__TEXT SEGMENT__.
--- START ---
Thursday, July 28, 2011

19 IMAGES FROM THE 19th CENTURY: PART 10 - Jesus Mocked by the Soldiers

Title: Jesus Mocked by the Soldiers
Artist: Edouard Manet
Medium: Oil on board
Size: 190.82 x 148.27 cm
Date: 1865
Location: The Art Institute of Chicago.

19 IMAGES FROM THE 19th CENTURY: PART 10

Mark 15:16-18 The soldiers took Jesus into the governor's palace (called the Praetorium) and called all the other soldiers together. They put a purple robe on Jesus and used thorny branches to make a crown for his head. They began to call out to him, "Hail, King of the Jews!"

Manet depicts the moment when Christ’s captors mock the “king of the Jews” by crowning him with thorns and covering him with a purple robe. Unlike more traditional academic religious painting that portrays Jesus as a divine, other-worldly being, the figure here is not idealized. Jesus is depicted as human and vulnerable, awkwardly posed and un-heroic in demeanor. In fact, it is the soldiers themselves who reveal Christ’s divinity to the viewer. Far from being the torturers whose violent gestures populate art history, these are men who seem almost stunned in the presence of Christ. The torturer with the rod kneels in homage more than he readies himself for his cruel task; the fur-clad figure at the right holds Christ's cloak as if it were a royal robe. Because of its decidedly rebellious presentation of the subject, Jesus Mocked by the Soldiers was received at the 1865 Salon with an outburst of negative criticism.
--- END ---
__TASK INSTRUCTIONS__.
A: Can you reproduce, word for word, the post about Manet's painting from "19 IMAGES FROM THE 19th CENTURY: PART 10 - Jesus" up to and including "Institute of Chicago."?
B: What is the Spanish translation of this sentence from the post about Manet's painting: "In fact, it is the soldiers themselves who reveal Christ’s divinity to the viewer."?

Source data
--- START ---
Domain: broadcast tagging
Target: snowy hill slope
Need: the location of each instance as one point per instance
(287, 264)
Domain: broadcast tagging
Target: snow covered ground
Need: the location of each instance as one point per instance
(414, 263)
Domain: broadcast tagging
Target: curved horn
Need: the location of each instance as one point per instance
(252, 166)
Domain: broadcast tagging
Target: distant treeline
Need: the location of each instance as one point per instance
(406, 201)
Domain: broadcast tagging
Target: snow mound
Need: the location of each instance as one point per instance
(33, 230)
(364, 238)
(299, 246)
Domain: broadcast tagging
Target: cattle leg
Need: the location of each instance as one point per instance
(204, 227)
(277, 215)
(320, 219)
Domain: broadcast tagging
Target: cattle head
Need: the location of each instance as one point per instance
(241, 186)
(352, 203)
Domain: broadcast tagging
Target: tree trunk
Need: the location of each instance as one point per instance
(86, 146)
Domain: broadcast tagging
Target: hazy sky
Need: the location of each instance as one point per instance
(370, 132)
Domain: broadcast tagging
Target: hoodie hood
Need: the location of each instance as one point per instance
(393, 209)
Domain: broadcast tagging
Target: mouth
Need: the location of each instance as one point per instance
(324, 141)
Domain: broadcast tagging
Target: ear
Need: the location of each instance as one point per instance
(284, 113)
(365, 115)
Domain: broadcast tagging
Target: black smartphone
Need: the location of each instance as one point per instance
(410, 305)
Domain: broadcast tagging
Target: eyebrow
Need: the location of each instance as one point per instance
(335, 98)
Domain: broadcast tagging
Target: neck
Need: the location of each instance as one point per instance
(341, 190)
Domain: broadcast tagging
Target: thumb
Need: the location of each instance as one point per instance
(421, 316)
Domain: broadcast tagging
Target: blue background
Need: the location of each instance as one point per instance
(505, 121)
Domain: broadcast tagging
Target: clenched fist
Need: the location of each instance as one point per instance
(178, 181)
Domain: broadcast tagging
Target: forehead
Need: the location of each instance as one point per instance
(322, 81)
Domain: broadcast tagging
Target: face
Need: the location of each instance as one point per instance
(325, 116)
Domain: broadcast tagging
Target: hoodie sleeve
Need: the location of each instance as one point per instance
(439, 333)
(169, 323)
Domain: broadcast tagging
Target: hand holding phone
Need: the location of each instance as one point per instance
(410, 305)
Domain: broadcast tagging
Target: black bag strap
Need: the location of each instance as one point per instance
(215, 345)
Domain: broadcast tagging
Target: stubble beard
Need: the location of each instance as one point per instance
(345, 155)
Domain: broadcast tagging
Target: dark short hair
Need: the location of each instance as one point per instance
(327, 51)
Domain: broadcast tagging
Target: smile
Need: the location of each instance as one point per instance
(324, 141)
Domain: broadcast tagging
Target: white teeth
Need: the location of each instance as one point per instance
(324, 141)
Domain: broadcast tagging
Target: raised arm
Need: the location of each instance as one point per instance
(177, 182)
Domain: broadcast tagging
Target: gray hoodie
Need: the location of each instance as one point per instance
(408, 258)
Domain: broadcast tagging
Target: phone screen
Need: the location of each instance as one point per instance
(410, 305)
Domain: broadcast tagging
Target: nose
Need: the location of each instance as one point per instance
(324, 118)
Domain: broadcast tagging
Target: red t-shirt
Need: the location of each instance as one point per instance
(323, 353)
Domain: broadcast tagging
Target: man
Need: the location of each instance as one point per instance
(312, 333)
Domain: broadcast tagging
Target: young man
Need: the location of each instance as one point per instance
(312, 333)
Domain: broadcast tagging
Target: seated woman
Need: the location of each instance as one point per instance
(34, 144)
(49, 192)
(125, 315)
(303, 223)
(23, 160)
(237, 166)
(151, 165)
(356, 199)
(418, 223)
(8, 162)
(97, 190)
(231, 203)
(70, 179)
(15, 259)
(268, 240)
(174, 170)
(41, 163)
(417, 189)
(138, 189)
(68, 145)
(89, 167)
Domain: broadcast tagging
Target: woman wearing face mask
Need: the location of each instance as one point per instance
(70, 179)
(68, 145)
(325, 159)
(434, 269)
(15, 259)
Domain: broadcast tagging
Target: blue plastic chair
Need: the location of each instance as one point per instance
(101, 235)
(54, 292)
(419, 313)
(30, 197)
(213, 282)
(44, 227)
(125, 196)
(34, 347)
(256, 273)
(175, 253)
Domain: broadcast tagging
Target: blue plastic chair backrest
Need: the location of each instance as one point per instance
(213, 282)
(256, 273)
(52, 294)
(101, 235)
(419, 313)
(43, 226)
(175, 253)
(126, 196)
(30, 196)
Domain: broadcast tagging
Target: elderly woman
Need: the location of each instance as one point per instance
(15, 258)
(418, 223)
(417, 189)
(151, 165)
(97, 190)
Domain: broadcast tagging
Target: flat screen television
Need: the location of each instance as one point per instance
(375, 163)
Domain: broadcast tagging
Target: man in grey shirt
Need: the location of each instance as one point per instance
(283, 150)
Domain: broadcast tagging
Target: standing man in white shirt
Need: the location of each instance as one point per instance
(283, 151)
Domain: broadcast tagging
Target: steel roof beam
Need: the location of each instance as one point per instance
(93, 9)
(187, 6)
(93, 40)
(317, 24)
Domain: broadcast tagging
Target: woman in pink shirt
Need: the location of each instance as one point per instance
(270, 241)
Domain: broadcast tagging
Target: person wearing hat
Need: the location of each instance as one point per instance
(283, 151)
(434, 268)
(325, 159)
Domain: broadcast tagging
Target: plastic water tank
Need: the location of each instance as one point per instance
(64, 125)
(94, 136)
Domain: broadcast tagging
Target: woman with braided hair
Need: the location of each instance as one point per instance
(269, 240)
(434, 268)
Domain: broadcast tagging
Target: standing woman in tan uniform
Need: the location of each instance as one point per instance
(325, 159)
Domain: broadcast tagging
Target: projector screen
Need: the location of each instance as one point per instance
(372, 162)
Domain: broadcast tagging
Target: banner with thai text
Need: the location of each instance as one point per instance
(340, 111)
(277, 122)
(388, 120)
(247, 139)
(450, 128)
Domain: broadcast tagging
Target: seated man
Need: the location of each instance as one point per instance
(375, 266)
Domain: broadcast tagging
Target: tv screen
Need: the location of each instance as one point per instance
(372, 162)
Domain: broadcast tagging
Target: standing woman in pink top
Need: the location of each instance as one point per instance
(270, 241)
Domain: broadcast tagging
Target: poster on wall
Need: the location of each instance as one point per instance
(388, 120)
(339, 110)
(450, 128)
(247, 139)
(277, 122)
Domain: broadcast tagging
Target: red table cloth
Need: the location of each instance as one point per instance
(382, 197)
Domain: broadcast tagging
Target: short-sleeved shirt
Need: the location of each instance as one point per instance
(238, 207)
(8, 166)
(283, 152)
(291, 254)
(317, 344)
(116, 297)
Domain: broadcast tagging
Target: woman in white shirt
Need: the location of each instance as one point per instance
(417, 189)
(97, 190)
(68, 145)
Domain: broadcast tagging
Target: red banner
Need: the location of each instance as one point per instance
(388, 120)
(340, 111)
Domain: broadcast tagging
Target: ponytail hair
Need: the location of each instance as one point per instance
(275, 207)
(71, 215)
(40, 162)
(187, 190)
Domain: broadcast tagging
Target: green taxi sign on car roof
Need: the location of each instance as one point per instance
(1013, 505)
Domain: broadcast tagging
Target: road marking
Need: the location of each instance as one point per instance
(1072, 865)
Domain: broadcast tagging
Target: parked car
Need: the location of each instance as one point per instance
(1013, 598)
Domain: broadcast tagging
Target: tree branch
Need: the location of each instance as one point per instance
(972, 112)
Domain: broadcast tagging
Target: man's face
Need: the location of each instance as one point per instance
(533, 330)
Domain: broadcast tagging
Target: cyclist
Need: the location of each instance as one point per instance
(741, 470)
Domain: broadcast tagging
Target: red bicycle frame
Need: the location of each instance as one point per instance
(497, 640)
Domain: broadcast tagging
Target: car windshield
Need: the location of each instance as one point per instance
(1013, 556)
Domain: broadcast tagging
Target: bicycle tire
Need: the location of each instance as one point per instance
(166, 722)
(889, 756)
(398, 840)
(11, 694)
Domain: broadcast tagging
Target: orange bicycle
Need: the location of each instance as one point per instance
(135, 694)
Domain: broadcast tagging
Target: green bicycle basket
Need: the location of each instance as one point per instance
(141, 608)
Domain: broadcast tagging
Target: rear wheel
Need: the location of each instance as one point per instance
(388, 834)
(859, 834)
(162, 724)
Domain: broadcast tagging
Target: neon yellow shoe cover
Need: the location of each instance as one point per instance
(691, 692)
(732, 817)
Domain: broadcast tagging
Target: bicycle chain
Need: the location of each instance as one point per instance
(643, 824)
--- END ---
__SOLUTIONS TO EACH TASK__.
A:
19 IMAGES FROM THE 19th CENTURY: PART 10 - Jesus Mocked by the Soldiers

Title: Jesus Mocked by the Soldiers
Artist: Edouard Manet
Medium: Oil on board
Size: 190.82 x 148.27 cm
Date: 1865
Location: The Art Institute of Chicago.

B: De hecho, son los propios soldados quienes revelan al espectador la divinidad de Cristo.